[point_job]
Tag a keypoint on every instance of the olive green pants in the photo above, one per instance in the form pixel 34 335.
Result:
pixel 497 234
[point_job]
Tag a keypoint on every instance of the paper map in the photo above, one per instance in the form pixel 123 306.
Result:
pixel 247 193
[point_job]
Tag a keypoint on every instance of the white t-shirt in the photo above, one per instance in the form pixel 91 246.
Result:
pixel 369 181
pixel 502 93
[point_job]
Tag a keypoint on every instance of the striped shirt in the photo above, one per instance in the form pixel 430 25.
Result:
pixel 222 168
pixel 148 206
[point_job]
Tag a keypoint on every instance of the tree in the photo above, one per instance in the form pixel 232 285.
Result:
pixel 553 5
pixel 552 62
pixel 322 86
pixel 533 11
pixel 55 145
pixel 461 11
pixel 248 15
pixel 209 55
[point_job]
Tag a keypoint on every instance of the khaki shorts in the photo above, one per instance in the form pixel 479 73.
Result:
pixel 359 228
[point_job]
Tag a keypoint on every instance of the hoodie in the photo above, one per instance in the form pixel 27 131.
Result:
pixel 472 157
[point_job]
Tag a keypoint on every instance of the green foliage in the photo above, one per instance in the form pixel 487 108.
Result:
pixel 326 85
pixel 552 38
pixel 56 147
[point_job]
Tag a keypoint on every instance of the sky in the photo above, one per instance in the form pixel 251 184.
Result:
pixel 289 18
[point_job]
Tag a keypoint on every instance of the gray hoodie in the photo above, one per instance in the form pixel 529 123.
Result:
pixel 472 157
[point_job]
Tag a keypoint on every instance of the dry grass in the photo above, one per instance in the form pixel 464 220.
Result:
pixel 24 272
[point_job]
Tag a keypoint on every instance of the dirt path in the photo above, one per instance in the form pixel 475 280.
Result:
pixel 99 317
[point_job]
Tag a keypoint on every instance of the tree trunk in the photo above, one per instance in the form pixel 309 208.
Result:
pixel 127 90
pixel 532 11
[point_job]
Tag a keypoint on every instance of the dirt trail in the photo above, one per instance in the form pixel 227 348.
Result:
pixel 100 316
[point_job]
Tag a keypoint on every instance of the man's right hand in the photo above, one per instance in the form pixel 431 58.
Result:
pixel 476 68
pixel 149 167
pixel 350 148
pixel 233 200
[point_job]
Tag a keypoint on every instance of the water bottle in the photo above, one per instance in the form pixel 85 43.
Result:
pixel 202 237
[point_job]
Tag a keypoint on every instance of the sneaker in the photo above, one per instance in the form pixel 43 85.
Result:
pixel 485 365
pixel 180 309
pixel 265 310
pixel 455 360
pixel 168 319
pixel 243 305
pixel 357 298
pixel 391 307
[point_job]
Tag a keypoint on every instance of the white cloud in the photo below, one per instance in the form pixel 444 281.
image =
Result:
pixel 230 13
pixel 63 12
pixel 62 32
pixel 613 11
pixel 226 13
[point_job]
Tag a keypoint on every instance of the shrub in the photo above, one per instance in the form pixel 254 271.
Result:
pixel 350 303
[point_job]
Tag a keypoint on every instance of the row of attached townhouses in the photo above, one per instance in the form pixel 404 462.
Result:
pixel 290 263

* Goal
All of the material above needs to be copied exactly.

* Output of the exercise
[point_job]
Tag a keypoint on every instance of the olive green pants in the photo above, one per instance in the form pixel 34 335.
Result:
pixel 497 234
[point_job]
Tag a keypoint on every instance of the paper map in the photo above, one per instance in the form pixel 123 306.
Result:
pixel 247 193
[point_job]
Tag a keypoint on every instance of the white t-shirt in the photo above, one per instance in the form pixel 91 246.
Result:
pixel 369 181
pixel 502 93
[point_job]
Tag a keypoint on every instance of the striped shirt in the photo above, one per instance in the form pixel 430 25.
Result:
pixel 222 168
pixel 148 206
[point_job]
Tag a keypoint on every instance of the tree in the photo above, one per instance in the form pixel 232 285.
Result:
pixel 553 5
pixel 552 62
pixel 322 86
pixel 533 11
pixel 55 145
pixel 461 11
pixel 248 15
pixel 209 55
[point_job]
Tag a keypoint on every instance of the khaki shorts in the photo above, one per instance in the form pixel 479 73.
Result:
pixel 359 228
[point_job]
Tag a keypoint on every instance of the hoodie in the photo above, one per instance in the form pixel 27 131.
Result:
pixel 472 157
[point_job]
Tag a keypoint on every instance of the green foliage in the photo above, one per instance in the form pixel 487 108.
Result:
pixel 326 85
pixel 552 38
pixel 56 147
[point_job]
Tag a keypoint on every instance of the sky in the photo above, one per instance in the form pixel 251 184.
Result:
pixel 289 18
[point_job]
Tag a keypoint on every instance of the gray hoodie in the photo above, one per instance in the form pixel 529 123.
Result:
pixel 472 157
[point_job]
Tag a keypoint on every instance of the dry grass in the photo above, one per instance in the form pixel 464 220.
Result:
pixel 24 272
[point_job]
Tag a keypoint on every instance of the dirt path in the photo above, one per instance in the form pixel 475 280.
Result:
pixel 99 317
[point_job]
Tag a keypoint on every instance of the tree trunk in the photo above, one per instance in the form pixel 309 208.
Result:
pixel 127 90
pixel 532 11
[point_job]
Tag a keypoint on every instance of the dirt trail in the photo above, one per instance in the form pixel 227 348.
Result:
pixel 100 316
[point_job]
Tag a keypoint on every instance of the man's right hand in the photo above, one per instance in the form pixel 431 58.
Result:
pixel 476 68
pixel 149 167
pixel 350 148
pixel 233 200
[point_job]
Tag a keypoint on every instance of the water bottle in the photo above, one per instance in the form pixel 85 43.
Result:
pixel 202 237
[point_job]
Tag a keypoint on every instance of the sneaker in the photo above, one per instance in the form pixel 43 85.
Result:
pixel 485 365
pixel 180 309
pixel 265 310
pixel 455 360
pixel 168 319
pixel 243 305
pixel 357 298
pixel 391 307
[point_job]
Tag a keypoint on every instance of the white cloud in the photo below, one per instance in the form pixel 444 281.
image =
Result:
pixel 230 13
pixel 63 12
pixel 62 32
pixel 613 11
pixel 226 13
[point_job]
Tag a keypoint on every instance of the shrub in the photo above, one per instance in the form pixel 254 271.
Result:
pixel 350 303
[point_job]
Tag a keypoint on every instance of the row of attached townhouses in the photo above, one per instance in the form pixel 404 462.
Result:
pixel 290 263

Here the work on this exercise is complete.